━━━ Data shown ━━━

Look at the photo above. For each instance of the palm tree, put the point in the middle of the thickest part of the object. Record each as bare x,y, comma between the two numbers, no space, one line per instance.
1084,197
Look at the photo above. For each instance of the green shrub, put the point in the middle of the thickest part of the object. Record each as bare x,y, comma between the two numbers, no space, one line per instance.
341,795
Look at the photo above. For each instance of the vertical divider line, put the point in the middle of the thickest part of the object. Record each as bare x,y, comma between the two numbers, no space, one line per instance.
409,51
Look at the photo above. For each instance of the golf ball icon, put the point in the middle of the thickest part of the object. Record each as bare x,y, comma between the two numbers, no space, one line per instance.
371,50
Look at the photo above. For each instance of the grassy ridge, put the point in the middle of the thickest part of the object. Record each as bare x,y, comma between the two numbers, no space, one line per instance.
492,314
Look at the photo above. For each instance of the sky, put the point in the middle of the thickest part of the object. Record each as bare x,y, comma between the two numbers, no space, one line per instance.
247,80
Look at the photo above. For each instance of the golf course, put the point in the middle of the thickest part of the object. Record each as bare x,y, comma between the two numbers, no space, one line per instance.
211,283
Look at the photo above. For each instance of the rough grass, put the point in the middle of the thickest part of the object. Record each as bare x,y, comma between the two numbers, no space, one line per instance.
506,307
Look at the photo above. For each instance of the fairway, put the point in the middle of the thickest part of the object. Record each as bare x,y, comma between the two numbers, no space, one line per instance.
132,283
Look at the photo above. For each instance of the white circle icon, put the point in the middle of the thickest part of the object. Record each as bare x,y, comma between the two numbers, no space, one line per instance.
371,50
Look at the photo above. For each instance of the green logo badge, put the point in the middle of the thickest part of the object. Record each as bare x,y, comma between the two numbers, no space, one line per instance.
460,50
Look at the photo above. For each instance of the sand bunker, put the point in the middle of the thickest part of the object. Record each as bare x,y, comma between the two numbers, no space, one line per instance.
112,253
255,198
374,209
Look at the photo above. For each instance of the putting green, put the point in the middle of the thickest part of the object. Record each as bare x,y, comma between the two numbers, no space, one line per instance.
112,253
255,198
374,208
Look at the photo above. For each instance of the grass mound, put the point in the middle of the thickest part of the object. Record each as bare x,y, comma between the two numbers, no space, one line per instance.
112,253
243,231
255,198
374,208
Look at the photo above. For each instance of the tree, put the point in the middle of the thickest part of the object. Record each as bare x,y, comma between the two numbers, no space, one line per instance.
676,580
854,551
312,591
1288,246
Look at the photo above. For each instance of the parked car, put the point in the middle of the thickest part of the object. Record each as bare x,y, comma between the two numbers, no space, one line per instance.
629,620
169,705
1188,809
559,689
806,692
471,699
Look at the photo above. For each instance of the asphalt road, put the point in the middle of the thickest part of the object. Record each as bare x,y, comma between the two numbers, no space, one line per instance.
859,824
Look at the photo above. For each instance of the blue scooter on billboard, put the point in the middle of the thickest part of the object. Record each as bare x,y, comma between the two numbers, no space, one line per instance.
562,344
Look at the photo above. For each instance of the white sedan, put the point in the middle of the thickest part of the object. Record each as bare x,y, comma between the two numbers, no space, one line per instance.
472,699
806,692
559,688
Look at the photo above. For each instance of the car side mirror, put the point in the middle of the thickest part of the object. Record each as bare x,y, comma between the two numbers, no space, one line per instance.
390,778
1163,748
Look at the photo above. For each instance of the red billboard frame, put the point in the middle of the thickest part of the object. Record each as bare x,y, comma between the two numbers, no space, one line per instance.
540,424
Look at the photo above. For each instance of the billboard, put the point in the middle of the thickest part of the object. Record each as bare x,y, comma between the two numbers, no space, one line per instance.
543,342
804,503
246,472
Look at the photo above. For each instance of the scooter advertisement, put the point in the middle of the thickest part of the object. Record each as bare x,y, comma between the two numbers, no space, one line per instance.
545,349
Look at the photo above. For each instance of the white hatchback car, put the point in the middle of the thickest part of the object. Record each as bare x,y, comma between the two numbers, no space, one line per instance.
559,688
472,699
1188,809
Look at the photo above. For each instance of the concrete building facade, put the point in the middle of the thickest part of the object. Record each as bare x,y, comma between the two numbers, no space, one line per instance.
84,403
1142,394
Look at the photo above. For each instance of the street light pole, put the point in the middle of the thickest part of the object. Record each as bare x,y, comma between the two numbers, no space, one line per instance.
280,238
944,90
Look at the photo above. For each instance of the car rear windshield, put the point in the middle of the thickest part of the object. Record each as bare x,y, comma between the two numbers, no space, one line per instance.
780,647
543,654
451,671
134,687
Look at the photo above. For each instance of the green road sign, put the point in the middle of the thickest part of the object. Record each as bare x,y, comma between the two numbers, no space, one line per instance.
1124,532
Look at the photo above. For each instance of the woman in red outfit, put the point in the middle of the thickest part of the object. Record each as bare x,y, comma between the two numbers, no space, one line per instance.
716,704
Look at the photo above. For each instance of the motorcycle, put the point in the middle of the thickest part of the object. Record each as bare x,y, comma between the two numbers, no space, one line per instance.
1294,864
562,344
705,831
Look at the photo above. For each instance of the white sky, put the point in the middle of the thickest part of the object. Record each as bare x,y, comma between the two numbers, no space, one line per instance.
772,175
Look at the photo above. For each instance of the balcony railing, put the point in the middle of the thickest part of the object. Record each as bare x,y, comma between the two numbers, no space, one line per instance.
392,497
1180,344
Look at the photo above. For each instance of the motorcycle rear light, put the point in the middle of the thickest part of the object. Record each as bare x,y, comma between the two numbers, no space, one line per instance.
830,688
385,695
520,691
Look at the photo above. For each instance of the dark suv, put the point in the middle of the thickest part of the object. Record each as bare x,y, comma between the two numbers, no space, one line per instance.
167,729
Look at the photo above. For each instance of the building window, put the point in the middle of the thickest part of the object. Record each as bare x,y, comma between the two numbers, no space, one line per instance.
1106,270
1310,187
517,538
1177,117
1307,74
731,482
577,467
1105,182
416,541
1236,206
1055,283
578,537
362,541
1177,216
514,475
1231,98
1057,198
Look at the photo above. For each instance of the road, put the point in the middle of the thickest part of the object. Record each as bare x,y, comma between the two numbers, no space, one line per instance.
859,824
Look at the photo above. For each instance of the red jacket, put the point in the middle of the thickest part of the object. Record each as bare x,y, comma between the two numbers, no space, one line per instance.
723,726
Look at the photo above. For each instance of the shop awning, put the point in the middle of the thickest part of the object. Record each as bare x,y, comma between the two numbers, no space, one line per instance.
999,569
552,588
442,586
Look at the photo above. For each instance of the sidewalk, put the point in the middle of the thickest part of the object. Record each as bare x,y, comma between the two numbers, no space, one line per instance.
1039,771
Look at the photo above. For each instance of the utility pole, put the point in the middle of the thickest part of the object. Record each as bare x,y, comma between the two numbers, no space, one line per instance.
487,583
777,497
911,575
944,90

━━━

The answer must restate each entry word for word.

→ **Answer box**
Look at the photo above. For each instance of the palm tree, put the point in the middle of the thickest part of the object. Record each as bare x,y, comma between the two numbers, no space, one line per instance.
1084,197
Look at the photo above. For each instance of the green shrub, put the point in the middle of the thickest part of the object. Record each as bare x,y, comma between the two numbers, no space, one line per instance.
341,795
Look at the photo above. For each instance of the vertical divider line, put the point in the middle of the thickest part of the object. Record each as bare x,y, comma between the two numbers, no space, one line per instance.
409,51
Look at the photo above. For each instance of the golf ball icon, put the point in the middle of the thickest part of the object. Record each as bare x,y, comma between the two numbers, no space, one line per instance.
371,50
Look at the photo above. For each instance of the grassy ridge, put the point in the middle of the thickest part of the object. Record each as bare x,y, comma between the two numbers, no space, one line per instance.
492,314
Look at the photo above. For each instance of the sky, put the point in the middle of the thickest part of the object. Record each as bare x,y, comma between the two numbers, no space, one line per instance.
247,80
Look at the photo above. For each instance of the golf course, put the point in the middle of the thickest part of the object. Record each as bare x,y, comma between the two numbers, no space, one line per instance.
211,283
Look at the photo above. For each instance of the rough grass, put the point in the middle of the thickest part of the object. Record each as bare x,y, comma between the two numbers, no space, one line per instance.
506,307
Look at the photo above. For each instance of the fairway, put the point in the middle of the thickest part of the object. Record each as bare x,y, comma between the two numbers, no space, one line per instance.
132,283
Look at the photo above. For each instance of the white circle icon, put the point in the middle of the thickest part of the object. Record each as bare x,y, comma between the two numbers, no space, one line per instance.
371,50
Look at the photo above. For each instance of the green logo badge, put the point in the middle of the thickest part of the object. Record each as bare x,y, comma between the two numbers, no space, one line per instance.
460,50
Look at the photo above. For each instance of the sand bunker, put the point in the middle of the thickest part of the object. Record each as bare x,y, comma between the two numbers, no space, one line per instance.
112,253
255,198
374,209
Look at the photo above. For each instance of the putting green, put the point in the middle of the thickest part of the object. Record each as bare x,y, comma between the two numbers, no space, one line per instance.
112,253
255,198
374,208
Look at the photo above. For each instance of the grass mound, put the point in the middle of the thickest part of the object. Record each as bare x,y, comma between the two numbers, no space, one line per instance.
112,253
243,231
255,198
374,208
Look at the photo above. For each instance of the tree, put the point in the middle of the thickest part of the object. Record each as bare x,y, comma between the two numbers, no space, one line per instance.
676,580
854,551
312,591
1288,246
Look at the photo above. For each instance of the parked car, put the point in the middle of the thickest part of the object. Record each as bare x,y, comma between the two numbers, no space, one line per instance.
629,620
169,705
1188,809
559,689
806,692
471,699
Look at the photo above. For each instance of the asphalt road, put the point in the middle of the thickest part of the object. Record each as bare x,y, comma between the two numbers, no space, one line per instance.
859,824
Look at the photo above. For each instance of the blue scooter on billboard, put the point in the middle of the thickest part of the object. Record each as bare x,y, comma between the two numbers, no space, one line per instance.
562,344
Look at the photo above. For each instance of the white sedan, put the point in the middle of the thickest part of the object. Record each as bare x,y, comma between the two numbers, no space, one line per instance.
472,699
806,692
559,688
Look at the photo above. For each instance of the car side mirror, put the point in the middle of the thickest part of the object. Record each as bare x,y, comma between the two numbers, no space, one line per instance.
390,778
1163,748
Look at the photo above. For each instance of the red billboard frame, put the point in the middle of the thickest part of the object. Record each as bare x,y, comma between the two numbers, no space, one line per instance.
540,424
Look at the photo above. For each instance of the billboard, put the point in the middle of the thickest part of the object. Record each as bare x,y, comma between the two numbers, no space, one line per instance.
543,342
804,503
246,472
Look at the photo above. For each instance of the scooter advertisement, put the point in the middle of the thickest part of the object. Record each as bare x,y, comma between the two numbers, no space, one line per instance.
545,349
Look at the photo above. For each instance of the white hatchback car, put the point in the middle of the thickest part of the object. Record each as bare x,y, comma between the two numbers, no space, one line per instance.
559,688
472,699
1188,809
Look at the photo above. For each instance of the concrete building facade, put the point in the middle of the thickest part of the object. Record each as bare x,y, comma between the two numbers, no space, one line per instance.
84,403
1142,394
Look at the photo above. For each instance of the street light pole, put the point in the middle of the thickest part of the object. Record each as bare x,y, comma between the two numbers, no space, one line per instance.
280,238
944,90
Look at the photo above. For each instance of the car rear windshield, put the point in the middle of the thickest part of the object. Record each as bare x,y, comma between the two numbers, no space, one line per instance.
780,647
543,654
451,671
134,687
Look at the photo above. For each instance of the green road sign, put the point in the middle of the thickest part of the object. Record each as bare x,y, comma between the two numbers, no space, one line per instance.
1124,532
Look at the photo above. For each instance of the woman in red outfit, put the point in the middle of the thickest part of the object. Record each as bare x,y, comma between the two numbers, no space, one line per instance.
716,704
Look at the photo above. For each instance of the motorcycle, put the point in the middle of the thickest part of the object. Record each as bare x,y, comma between the two numbers, no space, one line per instance.
1294,864
562,344
705,831
Look at the photo above. For each instance of the white sky, put the point in the middle of the thickest part of the object. Record each as bare x,y, comma between the two numbers, no space, one line per instance.
772,175
Look at the photo above. For each instance of the balcony railing, put the point in the middle of the thickest part of the object. Record each as bare x,y, comma between the two numbers, no space, one line per instance.
392,497
1180,344
Look at the photo above. For each instance of the motorcycle rear light, put the point in the middle of the thickest part of the object. Record each as bare x,y, comma between the two numbers, no space, one line per instance.
830,688
385,695
520,691
Look at the photo above. For each instance of the dark suv, put the point in the middle of the thickest part of the object. Record each as bare x,y, comma between the two numbers, no space, one line per instance.
167,729
Look at the photo above. For each instance of the building window, put the point in the middle of the thickest part of the object. Record each as bare x,y, comma between the two numbers, no space, one line per instance.
1106,270
1310,187
517,538
1177,117
1307,74
731,482
577,467
1105,182
416,541
1236,206
1055,283
578,537
362,541
1177,216
514,475
1231,98
1057,198
Look at the photo above. For each instance of the road, put the point in the middle of the thickest part of the object. Record each as bare x,y, comma between the two numbers, no space, one line per instance.
859,824
Look at the photo above. For each instance of the red jacket, put the point in the middle of the thickest part of the object. Record each as bare x,y, comma between the two numbers, no space, one line per instance.
723,726
Look at the photo above. For each instance of the shop awning, put the point in the middle of the thickest part of the object. Record each as bare x,y, comma between the two numbers, no space, one line per instance.
999,569
552,588
442,586
Look at the photo above. For each instance of the sidewalk, put the point in the middle of the thickest part of the object. Record each as bare x,y, comma between the two numbers, no space, one line per instance.
1039,771
Look at the photo above. For each instance of the utility pole, put the point in the middle of the thickest part of the object. Record each as bare x,y, comma between the two numbers, no space, one line per instance.
487,583
777,497
911,575
944,90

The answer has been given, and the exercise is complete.